EXERCISE DIRECTIONS: Print every entry, word for word, and skip the images.

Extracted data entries
====

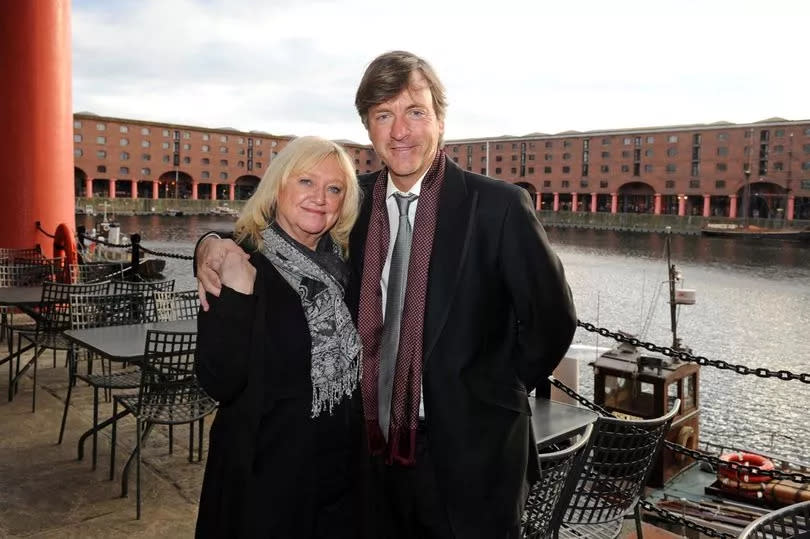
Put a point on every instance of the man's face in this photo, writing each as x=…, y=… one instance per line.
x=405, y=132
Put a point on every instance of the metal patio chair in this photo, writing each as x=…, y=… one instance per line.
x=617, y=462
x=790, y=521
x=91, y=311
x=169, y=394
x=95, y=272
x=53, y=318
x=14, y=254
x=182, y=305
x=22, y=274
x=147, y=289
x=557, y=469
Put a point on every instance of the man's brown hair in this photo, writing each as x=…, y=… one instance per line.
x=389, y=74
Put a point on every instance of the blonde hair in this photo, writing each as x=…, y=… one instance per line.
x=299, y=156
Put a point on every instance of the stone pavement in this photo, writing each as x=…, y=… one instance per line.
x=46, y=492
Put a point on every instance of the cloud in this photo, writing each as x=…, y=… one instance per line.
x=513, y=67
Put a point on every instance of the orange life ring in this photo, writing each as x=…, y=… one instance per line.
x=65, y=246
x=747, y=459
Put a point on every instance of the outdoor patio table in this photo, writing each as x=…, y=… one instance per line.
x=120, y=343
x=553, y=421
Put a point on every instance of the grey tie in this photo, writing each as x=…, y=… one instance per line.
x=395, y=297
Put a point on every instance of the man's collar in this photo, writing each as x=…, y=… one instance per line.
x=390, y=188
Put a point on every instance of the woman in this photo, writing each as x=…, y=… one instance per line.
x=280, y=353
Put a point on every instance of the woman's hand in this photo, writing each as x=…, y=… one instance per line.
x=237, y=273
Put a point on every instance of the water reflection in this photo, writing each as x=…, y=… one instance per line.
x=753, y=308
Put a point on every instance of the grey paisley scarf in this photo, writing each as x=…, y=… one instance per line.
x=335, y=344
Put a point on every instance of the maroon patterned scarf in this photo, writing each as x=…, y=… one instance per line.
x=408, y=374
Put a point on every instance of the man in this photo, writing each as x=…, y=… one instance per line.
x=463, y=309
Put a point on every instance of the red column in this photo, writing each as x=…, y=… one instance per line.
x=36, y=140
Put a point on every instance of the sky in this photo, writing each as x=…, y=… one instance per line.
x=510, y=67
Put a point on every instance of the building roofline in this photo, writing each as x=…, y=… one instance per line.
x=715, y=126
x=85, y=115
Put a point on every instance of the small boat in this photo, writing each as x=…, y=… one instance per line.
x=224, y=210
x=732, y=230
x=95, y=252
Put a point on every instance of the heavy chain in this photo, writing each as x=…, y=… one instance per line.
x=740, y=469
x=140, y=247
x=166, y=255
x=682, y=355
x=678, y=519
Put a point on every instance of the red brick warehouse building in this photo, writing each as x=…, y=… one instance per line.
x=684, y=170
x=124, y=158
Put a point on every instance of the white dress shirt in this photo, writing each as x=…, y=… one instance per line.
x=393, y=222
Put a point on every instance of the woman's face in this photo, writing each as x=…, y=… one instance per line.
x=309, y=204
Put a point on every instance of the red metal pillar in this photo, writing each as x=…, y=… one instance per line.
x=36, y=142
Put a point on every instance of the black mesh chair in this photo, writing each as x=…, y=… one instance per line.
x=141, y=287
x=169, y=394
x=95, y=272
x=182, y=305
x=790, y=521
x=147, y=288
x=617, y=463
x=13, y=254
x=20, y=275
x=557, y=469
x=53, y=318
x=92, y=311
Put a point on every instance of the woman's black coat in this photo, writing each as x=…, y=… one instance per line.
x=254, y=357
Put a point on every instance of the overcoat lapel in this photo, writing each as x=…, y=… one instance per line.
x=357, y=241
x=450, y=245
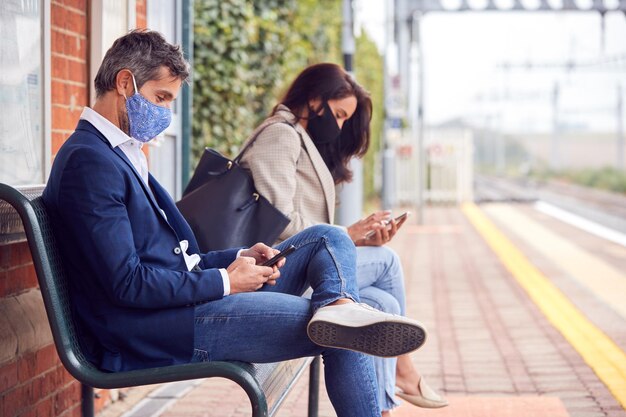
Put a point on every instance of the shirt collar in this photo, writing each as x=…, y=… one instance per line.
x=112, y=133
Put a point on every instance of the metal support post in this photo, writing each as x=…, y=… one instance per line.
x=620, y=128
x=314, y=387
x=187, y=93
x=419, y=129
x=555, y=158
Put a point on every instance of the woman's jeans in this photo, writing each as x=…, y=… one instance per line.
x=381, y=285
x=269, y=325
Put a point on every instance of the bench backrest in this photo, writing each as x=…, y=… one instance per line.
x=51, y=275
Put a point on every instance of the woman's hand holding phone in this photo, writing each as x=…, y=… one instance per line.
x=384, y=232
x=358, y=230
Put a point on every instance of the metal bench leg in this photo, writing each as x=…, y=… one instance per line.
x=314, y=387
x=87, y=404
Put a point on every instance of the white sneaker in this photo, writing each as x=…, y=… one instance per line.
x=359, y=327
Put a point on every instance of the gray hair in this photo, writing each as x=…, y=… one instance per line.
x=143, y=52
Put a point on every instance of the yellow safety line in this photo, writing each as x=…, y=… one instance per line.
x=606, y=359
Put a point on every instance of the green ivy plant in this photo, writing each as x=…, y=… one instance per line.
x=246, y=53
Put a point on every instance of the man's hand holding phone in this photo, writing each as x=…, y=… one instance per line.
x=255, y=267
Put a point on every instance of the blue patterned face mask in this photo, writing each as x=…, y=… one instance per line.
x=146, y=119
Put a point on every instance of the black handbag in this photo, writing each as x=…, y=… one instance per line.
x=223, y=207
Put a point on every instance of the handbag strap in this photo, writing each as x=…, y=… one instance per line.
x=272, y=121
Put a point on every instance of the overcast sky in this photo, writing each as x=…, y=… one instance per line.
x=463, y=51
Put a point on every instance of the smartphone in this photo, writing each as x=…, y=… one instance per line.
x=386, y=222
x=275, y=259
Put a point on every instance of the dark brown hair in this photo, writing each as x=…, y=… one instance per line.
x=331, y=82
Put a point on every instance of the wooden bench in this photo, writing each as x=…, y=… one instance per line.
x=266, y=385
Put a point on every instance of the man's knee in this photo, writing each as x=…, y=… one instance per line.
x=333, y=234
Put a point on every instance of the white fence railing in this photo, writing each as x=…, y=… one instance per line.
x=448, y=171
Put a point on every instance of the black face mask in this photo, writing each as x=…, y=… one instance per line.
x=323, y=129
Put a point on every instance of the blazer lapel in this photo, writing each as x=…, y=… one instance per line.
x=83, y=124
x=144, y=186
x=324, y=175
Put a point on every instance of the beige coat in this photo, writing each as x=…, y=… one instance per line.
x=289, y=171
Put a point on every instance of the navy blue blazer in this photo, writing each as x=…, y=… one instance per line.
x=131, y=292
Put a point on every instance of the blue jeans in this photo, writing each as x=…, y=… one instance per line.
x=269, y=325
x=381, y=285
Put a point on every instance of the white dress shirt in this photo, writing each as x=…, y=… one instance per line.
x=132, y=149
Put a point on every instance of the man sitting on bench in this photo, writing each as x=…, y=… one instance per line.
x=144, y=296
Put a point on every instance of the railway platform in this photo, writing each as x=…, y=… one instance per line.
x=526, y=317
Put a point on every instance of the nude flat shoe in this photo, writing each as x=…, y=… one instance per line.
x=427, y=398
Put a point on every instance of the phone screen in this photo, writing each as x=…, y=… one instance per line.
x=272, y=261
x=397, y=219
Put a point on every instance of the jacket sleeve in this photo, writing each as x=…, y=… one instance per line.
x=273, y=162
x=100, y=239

====

ANSWER TO THIS PROBLEM:
Put a point on every instance of the man's face in this photo, writing each as x=…, y=… one instance per line.
x=405, y=132
Put a point on every instance of the metal patio chair in this photo, writing each as x=…, y=… one instance per line.
x=617, y=462
x=790, y=521
x=91, y=311
x=169, y=394
x=95, y=272
x=53, y=318
x=14, y=254
x=182, y=305
x=22, y=274
x=147, y=289
x=557, y=469
Put a point on every instance of the man's brown hair in this photo, writing each as x=…, y=… one instance per line.
x=389, y=74
Put a point on every instance of the blonde hair in this photo, writing each as x=…, y=… one instance per line.
x=299, y=156
Put a point on every instance of the stone pavement in this photo, writing each as x=…, y=… one instance per line.
x=46, y=492
Put a point on every instance of the cloud in this photo, writing each as x=…, y=… one instance per line.
x=513, y=67
Put a point on every instance of the orange life ring in this photo, writing each as x=…, y=… one instance per line.
x=65, y=246
x=747, y=459
Put a point on every instance of the outdoor patio table in this photo, writing each as x=…, y=… one instance per line.
x=120, y=343
x=553, y=421
Put a point on every instance of the grey tie in this photo, writing each as x=…, y=… one instance per line.
x=395, y=297
Put a point on every instance of the man's collar in this photo, writing each as x=…, y=… one instance per line.
x=390, y=188
Put a point on every instance of the woman in this photo, writing each as x=…, y=… one instance per line.
x=280, y=353
Put a point on every instance of the woman's hand in this photo, writing each as x=…, y=… one instance per line.
x=237, y=273
Put a point on every instance of the water reflection in this photo, writing each as x=…, y=… one instance per line.
x=753, y=308
Put a point on every instance of the grey paisley scarf in this photo, writing each as x=…, y=… one instance per line.
x=335, y=344
Put a point on every instance of the maroon patterned scarf in this photo, writing each as x=…, y=… one instance per line.
x=408, y=374
Put a point on every instance of the man in this photo, writing each as x=…, y=… one instance per line.
x=463, y=309
Put a point on every instance of the red column in this photo, writing each as x=…, y=… one instance per line.
x=36, y=140
Put a point on every instance of the sky in this photo, writing each as x=…, y=… one instance per line.
x=510, y=67
Put a point on every instance of the building roofline in this photo, writing each as x=…, y=… one instance per line.
x=715, y=126
x=85, y=115
Put a point on every instance of the small boat in this photo, writing each as x=…, y=… one instance per line.
x=224, y=210
x=732, y=230
x=95, y=252
Put a point on every instance of the heavy chain in this photo, writing each as x=…, y=… one instance per line.
x=740, y=469
x=140, y=247
x=166, y=255
x=682, y=355
x=678, y=519
Put a point on every instance of the red brick warehouse building in this photo, writing each as x=…, y=… one instance per line.
x=684, y=170
x=124, y=158
Put a point on every instance of the white dress shirt in this photo, writing each as x=…, y=… one instance per line.
x=393, y=222
Put a point on every instance of the woman's face in this photo, writing each as x=…, y=… one instance per line.
x=309, y=204
Put a point on every instance of the red metal pillar in this photo, writing each as x=…, y=… one instance per line.
x=36, y=142
Put a point on every instance of the black mesh chair in this photo, writing each as x=…, y=… one instance per line.
x=141, y=287
x=169, y=394
x=95, y=272
x=182, y=305
x=790, y=521
x=147, y=288
x=617, y=463
x=13, y=254
x=20, y=275
x=557, y=469
x=53, y=318
x=92, y=311
Put a point on every instance of the woman's black coat in this photo, writing each as x=…, y=… one instance per line.
x=254, y=357
Put a point on every instance of the overcoat lapel in this photo, writing each as x=…, y=… one instance per line.
x=357, y=241
x=450, y=245
Put a point on every instance of the shirt collar in this photo, writing each as x=…, y=… one instance per line.
x=112, y=133
Put a point on every instance of the metal support post in this photo, writing each as x=…, y=… one instance per line.
x=620, y=128
x=314, y=387
x=187, y=93
x=419, y=129
x=555, y=158
Put a point on every instance of the woman's jeans in this photo, writing each as x=…, y=… one instance per line.
x=381, y=285
x=269, y=325
Put a point on every instance of the bench backrest in this photo, writing each as x=…, y=… one instance per line.
x=51, y=275
Put a point on every instance of the woman's hand holding phone in this photo, writing each as x=…, y=… one instance per line.
x=384, y=232
x=358, y=230
Put a point on every instance of the metal bench leg in this photo, writing each as x=…, y=… one instance per line.
x=314, y=387
x=87, y=404
Put a point on every instance of the white sneaker in this photo, writing each as x=…, y=… one instance per line.
x=359, y=327
Put a point on every instance of the gray hair in this photo, writing each as x=…, y=… one instance per line.
x=143, y=52
Put a point on every instance of the yellow safety line in this photo, writing each as x=…, y=… one instance per line.
x=606, y=359
Put a point on every instance of the green ivy plant in this photo, writing each as x=…, y=… one instance per line.
x=246, y=53
Put a point on every instance of the man's hand holding phone in this photo, writing each as x=…, y=… one instance per line.
x=255, y=267
Put a point on every instance of the blue patterned face mask in this photo, writing each as x=…, y=… one instance per line.
x=146, y=119
Put a point on every instance of the black handbag in this photo, writing each as x=…, y=… one instance per line.
x=223, y=207
Put a point on every instance of the handbag strap in this photo, writing each as x=…, y=… one instance per line.
x=272, y=121
Put a point on every instance of the overcast sky in this photo, writing each as x=…, y=… one instance per line.
x=463, y=51
Put a point on every instance of the smartphone in this photo, writing each as x=…, y=… one instance per line.
x=386, y=222
x=275, y=259
Put a point on every instance of the dark brown hair in this photo, writing each as x=…, y=… one instance per line.
x=331, y=82
Put a point on every instance of the wooden bench in this photo, writing each as x=…, y=… one instance per line.
x=266, y=385
Put a point on every instance of the man's knee in this photo, writing each as x=…, y=… one instance per line.
x=333, y=234
Put a point on every instance of the white fence railing in this photo, writing each as x=…, y=… one instance per line.
x=448, y=171
Put a point on every instance of the black face mask in this photo, writing each as x=…, y=… one instance per line.
x=323, y=129
Put a point on every instance of the blazer lapel in this photo, writing each as x=…, y=… one instance per line.
x=83, y=124
x=144, y=186
x=324, y=175
Put a point on every instance of the beige coat in this photo, writing each as x=…, y=… one instance per line.
x=289, y=171
Put a point on every instance of the navy blue blazer in this photo, writing each as x=…, y=… one instance per line.
x=131, y=292
Put a point on every instance of the blue jeans in this photo, writing each as x=…, y=… one instance per line.
x=269, y=325
x=381, y=285
Put a point on every instance of the white dress shirt in this photo, writing each as x=…, y=… one instance per line.
x=132, y=149
Put a point on every instance of the man sitting on bench in this photo, writing each as x=…, y=… one instance per line.
x=144, y=296
Put a point on every instance of the railway platform in this photo, writing each as x=…, y=… one instance per line.
x=526, y=317
Put a point on every instance of the nude flat shoe in this photo, writing each as x=…, y=… one instance per line.
x=427, y=398
Put a point on every instance of the phone screen in this photo, writing each as x=…, y=… one instance per line.
x=272, y=261
x=397, y=219
Put a point on every instance of the jacket sleeve in this photo, writing each as x=…, y=… one instance per line.
x=273, y=162
x=100, y=239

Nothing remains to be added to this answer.